## start
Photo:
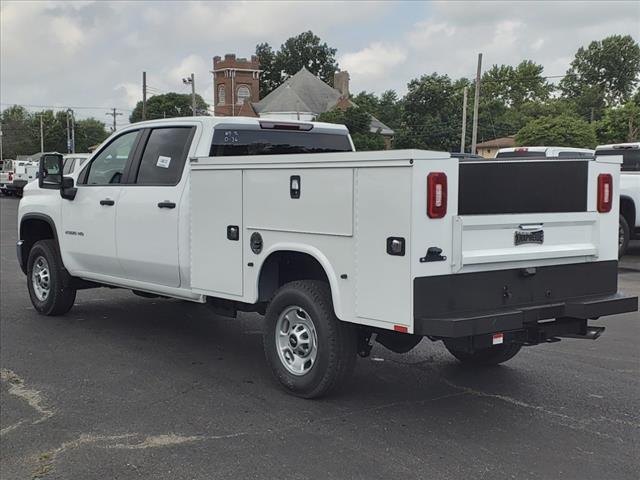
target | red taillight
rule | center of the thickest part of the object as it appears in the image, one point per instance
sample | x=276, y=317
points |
x=605, y=192
x=437, y=195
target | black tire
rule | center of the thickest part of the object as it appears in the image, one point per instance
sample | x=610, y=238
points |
x=624, y=235
x=336, y=340
x=61, y=295
x=488, y=356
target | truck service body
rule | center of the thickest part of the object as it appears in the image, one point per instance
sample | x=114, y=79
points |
x=339, y=248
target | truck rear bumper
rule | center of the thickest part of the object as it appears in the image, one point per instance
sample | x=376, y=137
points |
x=471, y=304
x=461, y=325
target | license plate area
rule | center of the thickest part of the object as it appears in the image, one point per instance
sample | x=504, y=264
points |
x=501, y=239
x=523, y=237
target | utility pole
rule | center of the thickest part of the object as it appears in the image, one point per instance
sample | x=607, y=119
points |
x=464, y=119
x=476, y=101
x=144, y=95
x=114, y=114
x=41, y=134
x=192, y=81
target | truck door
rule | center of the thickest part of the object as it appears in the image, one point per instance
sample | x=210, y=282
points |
x=88, y=221
x=149, y=208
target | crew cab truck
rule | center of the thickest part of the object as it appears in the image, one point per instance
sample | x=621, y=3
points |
x=629, y=226
x=339, y=249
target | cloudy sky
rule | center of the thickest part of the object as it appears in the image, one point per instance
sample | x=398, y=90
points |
x=90, y=55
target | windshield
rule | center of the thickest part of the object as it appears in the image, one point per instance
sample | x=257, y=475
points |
x=630, y=158
x=231, y=142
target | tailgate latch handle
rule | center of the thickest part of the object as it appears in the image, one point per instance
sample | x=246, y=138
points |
x=434, y=254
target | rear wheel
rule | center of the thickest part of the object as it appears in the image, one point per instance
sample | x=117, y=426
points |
## end
Can you rewrite the data starting at the line containing "target | windshield" and ending at the end of the data, with every line kept, and scale each answer point's x and y coordinates by 0.4, rounding to whole numbers with halves rounded up? Leave the sample coordinates and all other text unchanged.

## RESPONSE TO THE EXERCISE
target | windshield
rule | center of the thickest part of the object as it appears in the image, one point per instance
sample | x=257, y=475
points |
x=252, y=63
x=92, y=57
target | tailgate latch handle
rule | center of the thickest part of the object as it appears in the image, one point per instance
sample | x=246, y=138
points |
x=174, y=102
target | rear wheel
rule | center of the thickest part of the object as it appears in the image, one point per instance
sample | x=117, y=426
points |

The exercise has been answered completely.